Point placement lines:

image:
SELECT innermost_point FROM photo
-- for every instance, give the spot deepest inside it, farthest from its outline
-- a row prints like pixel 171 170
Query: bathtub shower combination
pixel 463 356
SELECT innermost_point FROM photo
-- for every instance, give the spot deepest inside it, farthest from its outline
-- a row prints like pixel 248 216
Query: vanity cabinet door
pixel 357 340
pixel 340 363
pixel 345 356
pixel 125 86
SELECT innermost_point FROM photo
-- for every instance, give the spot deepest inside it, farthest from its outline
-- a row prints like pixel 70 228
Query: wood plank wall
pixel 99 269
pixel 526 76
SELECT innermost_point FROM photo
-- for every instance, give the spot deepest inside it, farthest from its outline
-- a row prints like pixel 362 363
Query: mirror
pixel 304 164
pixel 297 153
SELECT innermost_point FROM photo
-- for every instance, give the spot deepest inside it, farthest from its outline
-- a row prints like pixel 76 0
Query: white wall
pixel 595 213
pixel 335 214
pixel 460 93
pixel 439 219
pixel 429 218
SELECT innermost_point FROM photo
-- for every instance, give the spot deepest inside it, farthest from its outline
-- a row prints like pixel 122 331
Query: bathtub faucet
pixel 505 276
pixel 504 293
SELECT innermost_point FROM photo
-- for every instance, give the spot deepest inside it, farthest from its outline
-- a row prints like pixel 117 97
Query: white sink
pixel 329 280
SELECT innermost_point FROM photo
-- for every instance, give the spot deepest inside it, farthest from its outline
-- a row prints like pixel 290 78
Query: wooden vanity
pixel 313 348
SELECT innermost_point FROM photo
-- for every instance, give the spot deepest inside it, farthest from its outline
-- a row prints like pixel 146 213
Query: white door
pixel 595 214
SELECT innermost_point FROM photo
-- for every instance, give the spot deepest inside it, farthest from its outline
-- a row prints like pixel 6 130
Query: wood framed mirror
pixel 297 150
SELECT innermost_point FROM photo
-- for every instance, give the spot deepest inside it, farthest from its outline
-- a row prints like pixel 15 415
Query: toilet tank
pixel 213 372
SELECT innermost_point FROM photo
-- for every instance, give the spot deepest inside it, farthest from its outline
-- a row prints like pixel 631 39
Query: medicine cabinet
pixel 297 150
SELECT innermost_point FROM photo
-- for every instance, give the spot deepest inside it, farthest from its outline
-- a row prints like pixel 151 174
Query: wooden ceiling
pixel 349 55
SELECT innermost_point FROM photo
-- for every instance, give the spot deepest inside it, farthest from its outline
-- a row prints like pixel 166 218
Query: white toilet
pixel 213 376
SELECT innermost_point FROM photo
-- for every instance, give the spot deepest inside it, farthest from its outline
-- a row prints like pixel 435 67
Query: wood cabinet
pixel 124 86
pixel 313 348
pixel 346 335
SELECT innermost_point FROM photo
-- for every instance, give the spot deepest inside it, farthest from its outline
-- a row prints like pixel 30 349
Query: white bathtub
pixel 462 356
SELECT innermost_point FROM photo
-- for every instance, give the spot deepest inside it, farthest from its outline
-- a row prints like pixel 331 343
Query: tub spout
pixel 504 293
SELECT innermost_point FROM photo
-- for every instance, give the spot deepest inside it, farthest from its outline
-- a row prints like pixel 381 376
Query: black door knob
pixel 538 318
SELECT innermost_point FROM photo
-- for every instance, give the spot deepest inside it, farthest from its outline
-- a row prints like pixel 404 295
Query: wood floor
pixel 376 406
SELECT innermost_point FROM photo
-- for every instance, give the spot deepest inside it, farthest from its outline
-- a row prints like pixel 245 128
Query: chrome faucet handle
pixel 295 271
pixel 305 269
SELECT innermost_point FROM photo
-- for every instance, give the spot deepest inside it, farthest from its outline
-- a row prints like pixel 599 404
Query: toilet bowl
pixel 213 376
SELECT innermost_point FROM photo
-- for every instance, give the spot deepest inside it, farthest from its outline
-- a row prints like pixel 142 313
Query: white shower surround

> **WHAT THE TASK ASKS**: Recast the lines from the first line through the line containing "pixel 329 280", inclusive, as a Markdown table with the columns Row and Text. Number each line in the Row column and leave out blank lines.

> **RESULT BELOW**:
| Row | Text |
|---|---|
| 1 | image: |
| 2 | SELECT innermost_point FROM photo |
| 3 | -- for every instance, give the spot deepest inside it, farthest from its outline |
| 4 | -- a row prints like pixel 171 170 |
| 5 | Query: bathtub shower combination |
| 6 | pixel 463 356 |
| 7 | SELECT innermost_point FROM photo |
| 8 | -- for every instance, give the spot deepest inside it, farthest from its outline |
| 9 | -- a row prints like pixel 248 216 |
| 10 | Query: vanity cabinet door |
| 11 | pixel 357 340 |
| 12 | pixel 340 363 |
| 13 | pixel 345 356 |
| 14 | pixel 125 86 |
| 15 | SELECT innermost_point FROM photo |
| 16 | -- for every instance, give the spot deepest inside it, farthest from its outline |
| 17 | -- a row prints like pixel 70 228 |
| 18 | Query: wood plank wall |
| 19 | pixel 99 269 |
| 20 | pixel 526 76 |
| 21 | SELECT innermost_point FROM photo |
| 22 | -- for every instance, give the spot deepest inside it, farthest from its outline |
| 23 | -- a row prints like pixel 362 363 |
| 24 | Query: mirror |
| 25 | pixel 304 164 |
| 26 | pixel 297 153 |
| 27 | SELECT innermost_point FROM photo |
| 28 | -- for every instance, give the spot deepest inside it, farthest from its outline |
| 29 | -- a row prints like pixel 76 0 |
| 30 | Query: white wall |
| 31 | pixel 595 213 |
| 32 | pixel 335 214 |
| 33 | pixel 460 93 |
| 34 | pixel 439 219 |
| 35 | pixel 429 218 |
| 36 | SELECT innermost_point FROM photo |
| 37 | -- for every instance, give the spot deepest inside it, farthest from its outline |
| 38 | -- a row prints like pixel 122 331 |
| 39 | Query: bathtub faucet |
| 40 | pixel 505 276 |
| 41 | pixel 504 293 |
| 42 | SELECT innermost_point FROM photo |
| 43 | -- for every instance, give the spot deepest inside it, farthest from its outline |
| 44 | -- a row prints like pixel 117 97 |
| 45 | Query: white sink |
| 46 | pixel 329 280 |